*** Opening TEXT SHOWN ***
A successful hospital VBAC:

My second birth was an empowering vaginal birth in the hospital, but I was met with mistrust, abandonment and even violence though I had carefully chosen my provider and a “natural birth friendly” hospital.

Then the successful HBAC and total lack of awareness that the baby was possibly borderline IUGR:

We had a boy! As I’d pulled him up, I immediately could tell that he was little!! My smallest baby for sure, and yes he weighed in at 5 pounds, 15.9 oz. Later I would marvel that I changed course on a path to VBAC and didn’t have planned cesareans at 39 weeks. I couldn’t imagine how small and fragile he would have been 2 ½ weeks prior.

But if he was IUGR, he was not getting stronger in the two weeks after 39 weeks. He was struggling to survive despite a placenta that was depriving him of adequate oxygen and nutrients.

Sant had dodged a bullet, but she didn’t realize it.

This time around she was not so lucky. This baby was stillborn.

According to a post left on the Big Baby Project Facebook page, the baby died during labor:

This wonderful woman, Cherise Sant, who has been a support and strength to many, including this community, recently lost her sweet babe during childbirth. Please help them if you can. Look at her photos and let their story touch you. Spread the love!

Cherise Sant is a doula who headed up the Big Baby Project though she hadn’t had a big baby herself, she spent countless hours helping all women to have a wonderful birthing experience, no matter how big their baby was measuring.

She is very involved in the birthing and natural living communities.

She has been a strength and inspiration. I hope we can reach out to her now!

In other words, she inspired other women to play Russian Roulette by holding a figurative gun to their babies’ heads just like she did.

Inevitably, there is the obligatory plea for money accompanied by a heartbreakingly beautiful picture of a stillborn baby.
*** Closing TEXT SHOWN ***
*** Opening INFORMATION GIVEN ***
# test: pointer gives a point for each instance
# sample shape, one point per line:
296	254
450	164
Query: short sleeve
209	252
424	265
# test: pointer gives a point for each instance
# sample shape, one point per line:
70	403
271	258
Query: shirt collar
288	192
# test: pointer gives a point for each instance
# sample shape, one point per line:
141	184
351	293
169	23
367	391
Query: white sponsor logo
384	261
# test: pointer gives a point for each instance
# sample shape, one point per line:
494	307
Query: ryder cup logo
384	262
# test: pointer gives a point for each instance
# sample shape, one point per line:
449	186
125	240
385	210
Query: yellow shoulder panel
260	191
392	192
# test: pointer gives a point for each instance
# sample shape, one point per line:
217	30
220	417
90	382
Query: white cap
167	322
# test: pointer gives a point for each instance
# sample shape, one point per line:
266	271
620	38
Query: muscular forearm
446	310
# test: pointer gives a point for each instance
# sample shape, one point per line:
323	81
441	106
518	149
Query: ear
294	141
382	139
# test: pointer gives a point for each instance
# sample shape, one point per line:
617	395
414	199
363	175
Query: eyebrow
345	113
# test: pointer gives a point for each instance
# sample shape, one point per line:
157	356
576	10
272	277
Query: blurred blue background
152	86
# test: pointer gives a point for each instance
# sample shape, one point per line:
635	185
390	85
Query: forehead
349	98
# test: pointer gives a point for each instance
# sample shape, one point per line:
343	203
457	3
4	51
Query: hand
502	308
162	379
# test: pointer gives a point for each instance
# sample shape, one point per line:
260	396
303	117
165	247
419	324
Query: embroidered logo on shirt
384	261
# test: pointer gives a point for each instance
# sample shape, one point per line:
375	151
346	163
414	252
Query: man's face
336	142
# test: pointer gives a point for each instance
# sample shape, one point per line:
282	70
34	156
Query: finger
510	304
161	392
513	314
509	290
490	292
*** Closing INFORMATION GIVEN ***
*** Opening INFORMATION GIVEN ***
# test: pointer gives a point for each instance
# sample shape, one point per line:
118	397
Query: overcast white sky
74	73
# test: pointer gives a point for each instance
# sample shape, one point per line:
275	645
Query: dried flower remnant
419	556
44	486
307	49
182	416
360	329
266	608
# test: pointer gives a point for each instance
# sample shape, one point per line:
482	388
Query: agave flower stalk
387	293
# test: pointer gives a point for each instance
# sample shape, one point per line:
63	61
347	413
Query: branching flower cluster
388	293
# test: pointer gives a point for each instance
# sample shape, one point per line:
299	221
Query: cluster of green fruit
*** Closing INFORMATION GIVEN ***
*** Opening INFORMATION GIVEN ***
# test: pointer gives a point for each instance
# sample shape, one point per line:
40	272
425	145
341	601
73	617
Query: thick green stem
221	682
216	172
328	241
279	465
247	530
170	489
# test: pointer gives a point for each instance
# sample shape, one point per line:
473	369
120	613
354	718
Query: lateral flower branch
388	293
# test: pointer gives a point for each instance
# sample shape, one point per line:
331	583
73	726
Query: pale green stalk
*** Closing INFORMATION GIVEN ***
PROBLEMS AND TASKS.
[1] In the birth story text, copy the passage from "But if he was" to "baby was measuring.".
[2] Name every all-capital abbreviation that appears in the birth story text.
[3] According to the birth story text, how much did the baby boy weigh?

TASK ANSWERS.
[1]
But if he was IUGR, he was not getting stronger in the two weeks after 39 weeks. He was struggling to survive despite a placenta that was depriving him of adequate oxygen and nutrients.

Sant had dodged a bullet, but she didn’t realize it.

This time around she was not so lucky. This baby was stillborn.

According to a post left on the Big Baby Project Facebook page, the baby died during labor:

This wonderful woman, Cherise Sant, who has been a support and strength to many, including this community, recently lost her sweet babe during childbirth. Please help them if you can. Look at her photos and let their story touch you. Spread the love!

Cherise Sant is a doula who headed up the Big Baby Project though she hadn’t had a big baby herself, she spent countless hours helping all women to have a wonderful birthing experience, no matter how big their baby was measuring.

[2] VBAC, HBAC, IUGR

[3] 5 pounds, 15.9 oz.